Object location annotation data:
--- Start ---

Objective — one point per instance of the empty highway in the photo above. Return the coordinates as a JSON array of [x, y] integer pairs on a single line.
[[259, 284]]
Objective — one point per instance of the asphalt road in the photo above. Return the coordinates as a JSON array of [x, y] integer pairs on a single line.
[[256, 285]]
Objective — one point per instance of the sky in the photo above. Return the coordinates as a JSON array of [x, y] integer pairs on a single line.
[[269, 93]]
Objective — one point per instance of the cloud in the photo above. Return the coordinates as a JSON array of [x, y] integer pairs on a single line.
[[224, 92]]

--- End ---

Short exercise: Please retype all of the material above word for word, keeping every line unchanged.

The output:
Objective — one point per instance of the empty highway in the photo above. Return the coordinates as a JSON array of [x, y] integer pairs on a single line.
[[259, 284]]
Objective — one point per instance of the asphalt road in the photo above. Return the coordinates as a JSON array of [x, y] integer pairs on a single line.
[[256, 285]]
Objective — one point per instance of the sky in the photo above. Return the coordinates as a JSON array of [x, y] integer pairs on a single line.
[[269, 93]]
Objective — one point per instance of the cloud in the photo above. Return the coordinates as a JSON array of [x, y] integer pairs on a single line.
[[224, 92]]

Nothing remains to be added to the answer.